Goal of the exercise >> List every line of the material below that contains the word "graffiti". Letter case counts.

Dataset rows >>
────────────────────────────────────────

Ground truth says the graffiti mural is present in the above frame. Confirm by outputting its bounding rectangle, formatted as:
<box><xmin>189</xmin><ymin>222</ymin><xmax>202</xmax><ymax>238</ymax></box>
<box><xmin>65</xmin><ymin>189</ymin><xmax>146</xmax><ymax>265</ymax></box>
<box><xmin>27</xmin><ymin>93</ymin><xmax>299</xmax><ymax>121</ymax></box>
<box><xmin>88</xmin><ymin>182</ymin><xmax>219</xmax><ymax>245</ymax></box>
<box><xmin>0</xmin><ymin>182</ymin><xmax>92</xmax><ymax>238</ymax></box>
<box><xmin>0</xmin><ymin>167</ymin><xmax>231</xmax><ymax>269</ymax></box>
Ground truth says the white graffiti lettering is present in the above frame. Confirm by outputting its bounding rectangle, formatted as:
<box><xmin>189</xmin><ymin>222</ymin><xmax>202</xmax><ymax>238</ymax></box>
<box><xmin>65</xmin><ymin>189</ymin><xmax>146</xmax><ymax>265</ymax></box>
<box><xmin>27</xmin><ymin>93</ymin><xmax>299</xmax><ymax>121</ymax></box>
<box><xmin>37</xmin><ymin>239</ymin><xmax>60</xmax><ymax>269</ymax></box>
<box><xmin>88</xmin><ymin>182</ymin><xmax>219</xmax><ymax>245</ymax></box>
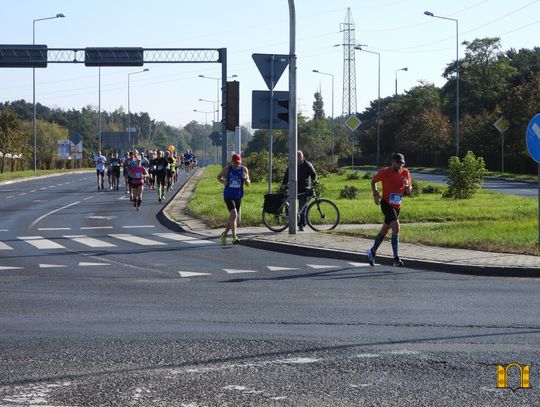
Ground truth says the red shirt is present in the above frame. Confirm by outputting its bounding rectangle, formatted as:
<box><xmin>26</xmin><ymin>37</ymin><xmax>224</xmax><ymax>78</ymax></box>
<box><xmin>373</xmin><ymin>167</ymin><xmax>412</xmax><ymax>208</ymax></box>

────────────────────────────────────────

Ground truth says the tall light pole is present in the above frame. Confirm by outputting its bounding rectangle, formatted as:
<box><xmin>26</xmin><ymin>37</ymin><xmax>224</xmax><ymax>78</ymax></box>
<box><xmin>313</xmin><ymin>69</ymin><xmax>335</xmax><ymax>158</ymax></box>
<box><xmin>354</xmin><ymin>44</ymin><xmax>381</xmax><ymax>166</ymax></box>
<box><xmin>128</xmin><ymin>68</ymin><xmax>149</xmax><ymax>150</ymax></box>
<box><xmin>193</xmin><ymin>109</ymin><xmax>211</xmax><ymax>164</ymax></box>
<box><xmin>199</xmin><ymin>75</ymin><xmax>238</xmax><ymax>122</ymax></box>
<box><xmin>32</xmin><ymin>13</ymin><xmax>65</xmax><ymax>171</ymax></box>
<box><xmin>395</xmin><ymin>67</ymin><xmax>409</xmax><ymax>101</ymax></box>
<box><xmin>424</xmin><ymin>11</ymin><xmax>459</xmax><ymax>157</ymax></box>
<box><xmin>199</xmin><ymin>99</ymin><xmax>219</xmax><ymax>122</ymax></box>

────────────────────────────────────────

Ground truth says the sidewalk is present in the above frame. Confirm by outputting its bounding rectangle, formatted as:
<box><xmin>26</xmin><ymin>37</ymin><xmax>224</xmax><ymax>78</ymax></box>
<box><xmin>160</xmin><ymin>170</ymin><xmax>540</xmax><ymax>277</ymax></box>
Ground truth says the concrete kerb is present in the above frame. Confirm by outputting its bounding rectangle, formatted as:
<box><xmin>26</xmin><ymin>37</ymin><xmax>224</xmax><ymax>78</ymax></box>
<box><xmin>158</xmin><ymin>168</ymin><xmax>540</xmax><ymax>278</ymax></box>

────────────────────────────────────────

Right answer >>
Ground truth says the graffiti mural is present in the above frame. Confirm by outputting its bounding rectangle, formatted as:
Ground truth says the white graffiti lettering is present in the above frame. Confirm by outputting its bounding rectangle, formatted as:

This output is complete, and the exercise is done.